→ Dataset rows

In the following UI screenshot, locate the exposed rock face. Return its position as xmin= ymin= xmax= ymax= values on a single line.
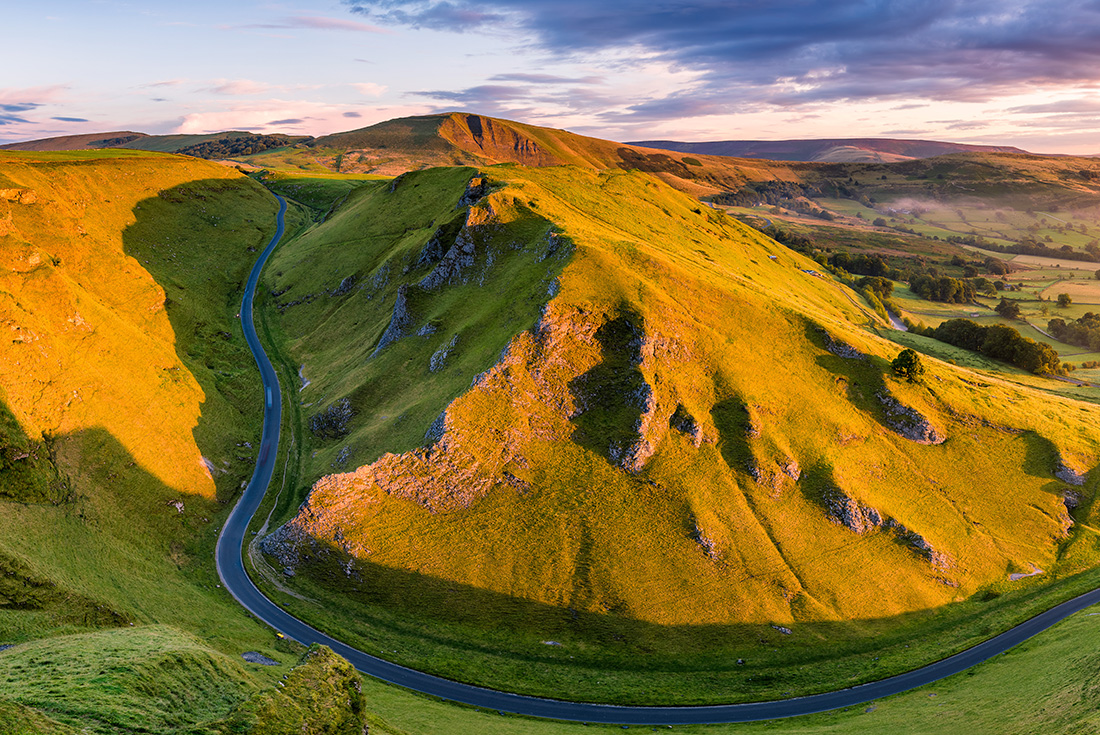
xmin=329 ymin=274 xmax=359 ymax=296
xmin=264 ymin=303 xmax=682 ymax=554
xmin=418 ymin=207 xmax=491 ymax=290
xmin=371 ymin=284 xmax=413 ymax=358
xmin=439 ymin=114 xmax=565 ymax=166
xmin=822 ymin=487 xmax=883 ymax=534
xmin=818 ymin=329 xmax=867 ymax=360
xmin=822 ymin=487 xmax=954 ymax=570
xmin=875 ymin=387 xmax=947 ymax=445
xmin=669 ymin=404 xmax=703 ymax=447
xmin=413 ymin=227 xmax=450 ymax=268
xmin=428 ymin=334 xmax=459 ymax=373
xmin=570 ymin=312 xmax=664 ymax=473
xmin=1054 ymin=457 xmax=1088 ymax=485
xmin=458 ymin=176 xmax=490 ymax=209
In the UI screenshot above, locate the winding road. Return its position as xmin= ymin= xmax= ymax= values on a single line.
xmin=215 ymin=192 xmax=1100 ymax=725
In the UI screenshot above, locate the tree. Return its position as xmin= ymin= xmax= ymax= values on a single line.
xmin=993 ymin=298 xmax=1020 ymax=319
xmin=890 ymin=348 xmax=924 ymax=383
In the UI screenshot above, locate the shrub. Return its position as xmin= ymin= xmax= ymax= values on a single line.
xmin=890 ymin=348 xmax=924 ymax=383
xmin=309 ymin=398 xmax=355 ymax=439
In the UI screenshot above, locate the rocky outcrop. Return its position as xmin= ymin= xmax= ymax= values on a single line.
xmin=418 ymin=227 xmax=476 ymax=290
xmin=817 ymin=328 xmax=867 ymax=360
xmin=457 ymin=176 xmax=490 ymax=209
xmin=875 ymin=387 xmax=947 ymax=445
xmin=669 ymin=404 xmax=703 ymax=447
xmin=822 ymin=487 xmax=884 ymax=534
xmin=428 ymin=334 xmax=459 ymax=373
xmin=0 ymin=189 xmax=39 ymax=205
xmin=608 ymin=382 xmax=657 ymax=473
xmin=1054 ymin=457 xmax=1088 ymax=485
xmin=371 ymin=284 xmax=413 ymax=358
xmin=822 ymin=487 xmax=954 ymax=570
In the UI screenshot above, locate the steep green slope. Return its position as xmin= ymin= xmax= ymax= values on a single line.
xmin=0 ymin=151 xmax=369 ymax=733
xmin=255 ymin=160 xmax=1100 ymax=702
xmin=0 ymin=625 xmax=365 ymax=735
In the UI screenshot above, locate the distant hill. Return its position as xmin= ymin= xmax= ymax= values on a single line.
xmin=0 ymin=130 xmax=150 ymax=151
xmin=283 ymin=112 xmax=802 ymax=196
xmin=630 ymin=138 xmax=1027 ymax=163
xmin=0 ymin=130 xmax=301 ymax=158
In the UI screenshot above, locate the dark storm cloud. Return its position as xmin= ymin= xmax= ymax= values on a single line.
xmin=345 ymin=0 xmax=1100 ymax=119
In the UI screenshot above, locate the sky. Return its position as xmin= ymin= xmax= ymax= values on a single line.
xmin=0 ymin=0 xmax=1100 ymax=154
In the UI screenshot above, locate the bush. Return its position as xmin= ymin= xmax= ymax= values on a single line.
xmin=909 ymin=275 xmax=975 ymax=304
xmin=924 ymin=319 xmax=1062 ymax=374
xmin=993 ymin=298 xmax=1020 ymax=319
xmin=309 ymin=398 xmax=355 ymax=439
xmin=890 ymin=348 xmax=924 ymax=383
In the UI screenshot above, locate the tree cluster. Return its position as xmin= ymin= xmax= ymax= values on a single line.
xmin=993 ymin=298 xmax=1020 ymax=319
xmin=309 ymin=398 xmax=355 ymax=439
xmin=909 ymin=275 xmax=977 ymax=304
xmin=856 ymin=276 xmax=893 ymax=298
xmin=828 ymin=251 xmax=901 ymax=279
xmin=714 ymin=182 xmax=822 ymax=209
xmin=1046 ymin=311 xmax=1100 ymax=352
xmin=923 ymin=319 xmax=1062 ymax=374
xmin=177 ymin=135 xmax=290 ymax=158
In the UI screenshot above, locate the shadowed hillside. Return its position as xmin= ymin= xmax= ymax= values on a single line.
xmin=0 ymin=151 xmax=371 ymax=734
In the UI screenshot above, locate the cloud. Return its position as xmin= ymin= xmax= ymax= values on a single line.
xmin=205 ymin=79 xmax=271 ymax=97
xmin=173 ymin=98 xmax=428 ymax=135
xmin=344 ymin=0 xmax=1100 ymax=120
xmin=352 ymin=81 xmax=386 ymax=97
xmin=0 ymin=102 xmax=42 ymax=112
xmin=234 ymin=15 xmax=391 ymax=33
xmin=490 ymin=73 xmax=604 ymax=85
xmin=1008 ymin=99 xmax=1100 ymax=114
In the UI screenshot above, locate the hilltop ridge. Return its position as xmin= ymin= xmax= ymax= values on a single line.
xmin=631 ymin=138 xmax=1034 ymax=163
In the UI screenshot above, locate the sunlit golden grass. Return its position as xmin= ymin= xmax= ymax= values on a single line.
xmin=259 ymin=166 xmax=1100 ymax=701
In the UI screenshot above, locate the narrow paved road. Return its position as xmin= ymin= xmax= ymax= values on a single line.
xmin=215 ymin=197 xmax=1100 ymax=725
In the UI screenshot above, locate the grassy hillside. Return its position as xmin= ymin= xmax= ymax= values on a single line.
xmin=0 ymin=625 xmax=366 ymax=735
xmin=338 ymin=594 xmax=1100 ymax=735
xmin=247 ymin=161 xmax=1100 ymax=702
xmin=0 ymin=151 xmax=369 ymax=733
xmin=0 ymin=130 xmax=151 ymax=151
xmin=245 ymin=112 xmax=799 ymax=195
xmin=633 ymin=138 xmax=1026 ymax=163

→ Task brief
Reproduce every line of the listing above without any changes, leaving out the picture.

→ Problem solution
In the following UI screenshot, locate the exposed rock face. Return its position as xmin= ymin= xmax= ymax= values on a single line.
xmin=329 ymin=274 xmax=359 ymax=296
xmin=264 ymin=303 xmax=682 ymax=554
xmin=418 ymin=207 xmax=491 ymax=290
xmin=371 ymin=284 xmax=413 ymax=358
xmin=439 ymin=114 xmax=565 ymax=166
xmin=822 ymin=487 xmax=883 ymax=534
xmin=818 ymin=329 xmax=867 ymax=360
xmin=822 ymin=487 xmax=954 ymax=570
xmin=875 ymin=387 xmax=947 ymax=445
xmin=669 ymin=404 xmax=703 ymax=447
xmin=413 ymin=227 xmax=450 ymax=268
xmin=428 ymin=334 xmax=459 ymax=373
xmin=570 ymin=312 xmax=664 ymax=473
xmin=1054 ymin=457 xmax=1088 ymax=485
xmin=458 ymin=176 xmax=490 ymax=209
In the UI screenshot above, locate the winding road. Return its position as xmin= ymin= xmax= ymax= values on a single line.
xmin=215 ymin=192 xmax=1100 ymax=725
In the UI screenshot above, locate the tree. Return its position as xmin= ymin= xmax= ymax= values on a single line.
xmin=993 ymin=298 xmax=1020 ymax=319
xmin=890 ymin=348 xmax=924 ymax=383
In the UI screenshot above, locate the shrub. Return its position as xmin= ymin= xmax= ymax= values on a single line.
xmin=890 ymin=348 xmax=924 ymax=383
xmin=309 ymin=398 xmax=355 ymax=439
In the UI screenshot above, locate the rocky outcrop. Return its position as xmin= ymin= xmax= ymax= values on a single line.
xmin=418 ymin=227 xmax=476 ymax=290
xmin=817 ymin=328 xmax=867 ymax=360
xmin=457 ymin=176 xmax=490 ymax=209
xmin=875 ymin=387 xmax=947 ymax=445
xmin=669 ymin=404 xmax=703 ymax=447
xmin=822 ymin=487 xmax=884 ymax=534
xmin=428 ymin=334 xmax=459 ymax=373
xmin=0 ymin=189 xmax=39 ymax=205
xmin=608 ymin=382 xmax=657 ymax=473
xmin=1054 ymin=457 xmax=1088 ymax=485
xmin=371 ymin=284 xmax=413 ymax=358
xmin=822 ymin=487 xmax=954 ymax=570
In the UI screenshot above, locate the steep green slope. Return its position as xmin= ymin= xmax= ymax= values on a single line.
xmin=0 ymin=151 xmax=369 ymax=733
xmin=255 ymin=160 xmax=1100 ymax=702
xmin=0 ymin=625 xmax=365 ymax=735
In the UI screenshot above, locate the distant hill. Return its position as xmin= ymin= xmax= ymax= values on a single line.
xmin=0 ymin=130 xmax=150 ymax=151
xmin=283 ymin=112 xmax=802 ymax=196
xmin=630 ymin=138 xmax=1027 ymax=163
xmin=0 ymin=130 xmax=301 ymax=158
In the UI screenshot above, locate the dark storm cloud. Return its position as xmin= ymin= xmax= ymax= values on a single line.
xmin=345 ymin=0 xmax=1100 ymax=119
In the UI screenshot above, locate the sky. Return its position as xmin= ymin= xmax= ymax= values on a single line.
xmin=0 ymin=0 xmax=1100 ymax=154
In the UI screenshot above, locate the bush. Return its position as xmin= ymin= xmax= ymax= values on a single line.
xmin=909 ymin=275 xmax=975 ymax=304
xmin=924 ymin=319 xmax=1062 ymax=374
xmin=993 ymin=298 xmax=1020 ymax=319
xmin=309 ymin=398 xmax=355 ymax=439
xmin=890 ymin=348 xmax=924 ymax=383
In the UI screenshot above, locate the tree cluster. Return its position as xmin= ymin= xmax= ymax= values on a single line.
xmin=993 ymin=298 xmax=1020 ymax=319
xmin=309 ymin=398 xmax=355 ymax=439
xmin=909 ymin=275 xmax=977 ymax=304
xmin=856 ymin=276 xmax=893 ymax=298
xmin=828 ymin=251 xmax=901 ymax=279
xmin=714 ymin=182 xmax=822 ymax=209
xmin=1046 ymin=311 xmax=1100 ymax=352
xmin=923 ymin=319 xmax=1062 ymax=374
xmin=177 ymin=135 xmax=290 ymax=158
In the UI screenshot above, locate the shadowed hillside. Return its position as xmin= ymin= xmax= ymax= values on a single line.
xmin=0 ymin=151 xmax=371 ymax=734
In the UI screenshot above, locate the cloud. Return its position as xmin= ymin= xmax= ymax= values on a single line.
xmin=205 ymin=79 xmax=271 ymax=97
xmin=173 ymin=98 xmax=428 ymax=135
xmin=344 ymin=0 xmax=1100 ymax=120
xmin=352 ymin=81 xmax=386 ymax=97
xmin=0 ymin=102 xmax=42 ymax=112
xmin=234 ymin=15 xmax=391 ymax=33
xmin=490 ymin=73 xmax=604 ymax=85
xmin=1008 ymin=99 xmax=1100 ymax=114
In the UI screenshot above, locate the hilltop ridge. Return its position as xmin= ymin= xmax= ymax= values on a single line.
xmin=631 ymin=138 xmax=1034 ymax=163
In the UI screenshot above, locate the sunlit golden grass. Return its position as xmin= ymin= xmax= ymax= values on a single line.
xmin=259 ymin=166 xmax=1100 ymax=701
In the UI screenshot above, locate the narrow paved road. Return its position as xmin= ymin= xmax= ymax= values on a single line.
xmin=215 ymin=197 xmax=1100 ymax=725
In the UI screenshot above, locate the grassy hillside. Return its position as xmin= ymin= xmax= ymax= values on a single line.
xmin=0 ymin=625 xmax=366 ymax=735
xmin=338 ymin=594 xmax=1100 ymax=735
xmin=247 ymin=161 xmax=1100 ymax=702
xmin=0 ymin=151 xmax=369 ymax=733
xmin=0 ymin=130 xmax=151 ymax=151
xmin=245 ymin=112 xmax=799 ymax=195
xmin=633 ymin=138 xmax=1026 ymax=163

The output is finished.